## TASK INSTRUCTIONS:
Reproduce each of the records below word for word, keeping them in their original order.

***** RAW DATA *****

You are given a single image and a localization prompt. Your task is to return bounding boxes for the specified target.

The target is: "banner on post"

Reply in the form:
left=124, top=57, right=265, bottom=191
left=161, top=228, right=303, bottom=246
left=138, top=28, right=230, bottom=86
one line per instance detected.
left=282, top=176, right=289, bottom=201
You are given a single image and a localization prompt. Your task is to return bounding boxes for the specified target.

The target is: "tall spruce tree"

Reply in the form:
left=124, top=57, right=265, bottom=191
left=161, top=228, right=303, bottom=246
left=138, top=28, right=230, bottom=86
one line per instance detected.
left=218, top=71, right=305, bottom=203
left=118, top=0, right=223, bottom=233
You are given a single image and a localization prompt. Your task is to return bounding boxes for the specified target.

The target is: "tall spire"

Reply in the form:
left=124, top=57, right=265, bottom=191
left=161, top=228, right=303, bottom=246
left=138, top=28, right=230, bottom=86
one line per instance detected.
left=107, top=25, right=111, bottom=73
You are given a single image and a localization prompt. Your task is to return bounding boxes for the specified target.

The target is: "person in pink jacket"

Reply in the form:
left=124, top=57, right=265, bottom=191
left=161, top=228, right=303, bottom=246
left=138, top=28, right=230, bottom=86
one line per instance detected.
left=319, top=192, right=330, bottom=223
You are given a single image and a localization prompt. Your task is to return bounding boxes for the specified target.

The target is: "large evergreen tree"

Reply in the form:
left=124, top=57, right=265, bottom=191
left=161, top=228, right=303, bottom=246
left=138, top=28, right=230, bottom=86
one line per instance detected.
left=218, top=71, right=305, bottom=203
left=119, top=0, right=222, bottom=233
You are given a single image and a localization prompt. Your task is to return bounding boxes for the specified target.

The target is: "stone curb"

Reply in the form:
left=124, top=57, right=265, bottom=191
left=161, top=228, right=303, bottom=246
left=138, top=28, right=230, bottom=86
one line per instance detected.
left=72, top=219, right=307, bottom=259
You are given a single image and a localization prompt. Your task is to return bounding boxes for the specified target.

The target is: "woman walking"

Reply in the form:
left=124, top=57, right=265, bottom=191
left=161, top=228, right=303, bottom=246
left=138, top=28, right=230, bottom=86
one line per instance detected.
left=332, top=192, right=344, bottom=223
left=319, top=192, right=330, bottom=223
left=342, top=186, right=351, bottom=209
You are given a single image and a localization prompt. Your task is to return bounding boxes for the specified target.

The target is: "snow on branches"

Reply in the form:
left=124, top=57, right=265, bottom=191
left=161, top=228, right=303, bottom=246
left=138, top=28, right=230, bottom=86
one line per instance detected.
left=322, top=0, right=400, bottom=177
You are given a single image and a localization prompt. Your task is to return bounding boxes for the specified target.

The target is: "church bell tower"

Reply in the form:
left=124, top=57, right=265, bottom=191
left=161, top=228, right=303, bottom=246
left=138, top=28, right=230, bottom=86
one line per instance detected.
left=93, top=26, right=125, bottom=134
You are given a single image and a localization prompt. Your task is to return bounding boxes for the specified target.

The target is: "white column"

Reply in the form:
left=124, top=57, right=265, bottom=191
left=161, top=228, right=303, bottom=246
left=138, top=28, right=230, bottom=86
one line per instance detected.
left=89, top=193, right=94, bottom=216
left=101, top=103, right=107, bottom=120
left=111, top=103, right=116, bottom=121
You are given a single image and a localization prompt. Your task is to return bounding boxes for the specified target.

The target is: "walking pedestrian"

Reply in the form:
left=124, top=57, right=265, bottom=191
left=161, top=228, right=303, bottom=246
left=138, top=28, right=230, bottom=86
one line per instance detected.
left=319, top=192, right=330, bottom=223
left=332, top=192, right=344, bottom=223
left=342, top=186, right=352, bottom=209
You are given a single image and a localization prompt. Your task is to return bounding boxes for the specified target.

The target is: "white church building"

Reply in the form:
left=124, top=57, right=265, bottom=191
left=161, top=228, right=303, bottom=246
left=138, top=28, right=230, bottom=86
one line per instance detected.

*****

## EXPECTED OUTPUT:
You are given a single image and a localization prompt. Your task is to return bounding boxes for the specified target.

The target is: "banner on post"

Reply in the form:
left=124, top=57, right=265, bottom=191
left=161, top=228, right=303, bottom=246
left=138, top=28, right=230, bottom=86
one line per instance detected.
left=282, top=176, right=289, bottom=201
You are given a single image and a localization prompt. Your task is to return bounding boxes for the specified target.

The target is: "tall spruce tree"

Reply in the form:
left=124, top=57, right=265, bottom=191
left=161, top=228, right=303, bottom=246
left=138, top=28, right=230, bottom=86
one line per instance detected.
left=218, top=71, right=305, bottom=203
left=118, top=0, right=223, bottom=233
You are given a single image and a localization prompt. Your task is to return bounding boxes for the specified target.

The target is: "tall spire"

Reply in the form:
left=124, top=57, right=265, bottom=191
left=161, top=228, right=303, bottom=246
left=138, top=28, right=230, bottom=86
one line per instance detected.
left=107, top=25, right=111, bottom=73
You are given a single image and a localization prompt. Your task is to return bounding boxes for the specified target.

The target is: "person in pink jacket"

Reply in the form:
left=124, top=57, right=265, bottom=191
left=161, top=228, right=303, bottom=246
left=138, top=28, right=230, bottom=86
one line per instance detected.
left=319, top=192, right=330, bottom=223
You are given a single image and a localization prompt. Your task is to return bounding boxes for the specified target.

The target is: "large evergreen tree"

Reply in the form:
left=124, top=57, right=265, bottom=191
left=161, top=228, right=303, bottom=246
left=138, top=28, right=230, bottom=86
one line per instance detected.
left=218, top=71, right=305, bottom=203
left=119, top=0, right=222, bottom=233
You are given a single image and a localization prompt. Your task is to return bounding boxes for the specified target.

The target is: "stone curb"

Reply in the form:
left=124, top=57, right=265, bottom=191
left=161, top=228, right=303, bottom=246
left=138, top=28, right=230, bottom=86
one line per instance detected.
left=72, top=219, right=307, bottom=259
You are given a single image and a localization prompt. Your task is to return bounding boxes for the specified target.

The target is: "woman walking"

Reply in the form:
left=124, top=57, right=265, bottom=191
left=161, top=228, right=303, bottom=246
left=138, top=28, right=230, bottom=86
one line per instance detected.
left=332, top=192, right=344, bottom=223
left=319, top=192, right=330, bottom=223
left=342, top=186, right=351, bottom=209
You are given a single image and a localization prompt. Your task is to return bounding boxes for the specified target.

The target is: "snow on branches"

Reply in the form:
left=124, top=57, right=265, bottom=191
left=161, top=228, right=303, bottom=246
left=138, top=28, right=230, bottom=86
one line per instance detected.
left=322, top=0, right=400, bottom=177
You are given a single image and a localization prompt. Your task is to return bounding boxes for the specified target.

The target is: "church bell tower"

Reply in the form:
left=124, top=57, right=265, bottom=191
left=161, top=228, right=303, bottom=246
left=138, top=28, right=230, bottom=86
one line per instance detected.
left=93, top=26, right=125, bottom=134
You are given a single image and a localization prompt. Your task is to return bounding boxes for the specified target.

The target is: "white column"

Reply in the form:
left=124, top=57, right=265, bottom=191
left=161, top=228, right=303, bottom=246
left=138, top=28, right=230, bottom=86
one line per instance detected.
left=89, top=193, right=94, bottom=216
left=101, top=103, right=107, bottom=120
left=111, top=103, right=116, bottom=121
You are given a single image and a localization prompt. Your task is to return bounding boxes for the specified target.

The target is: "walking pedestrian"

Reply in the form:
left=124, top=57, right=265, bottom=191
left=161, top=228, right=303, bottom=246
left=138, top=28, right=230, bottom=86
one line per instance detected.
left=319, top=192, right=330, bottom=223
left=332, top=192, right=344, bottom=223
left=342, top=186, right=352, bottom=209
You are given a single image and a localization prompt. Your task is to return bounding boxes for the specified target.

The target is: "white church building"

Reply in the form:
left=124, top=57, right=265, bottom=191
left=161, top=228, right=303, bottom=246
left=138, top=28, right=230, bottom=86
one line per instance detected.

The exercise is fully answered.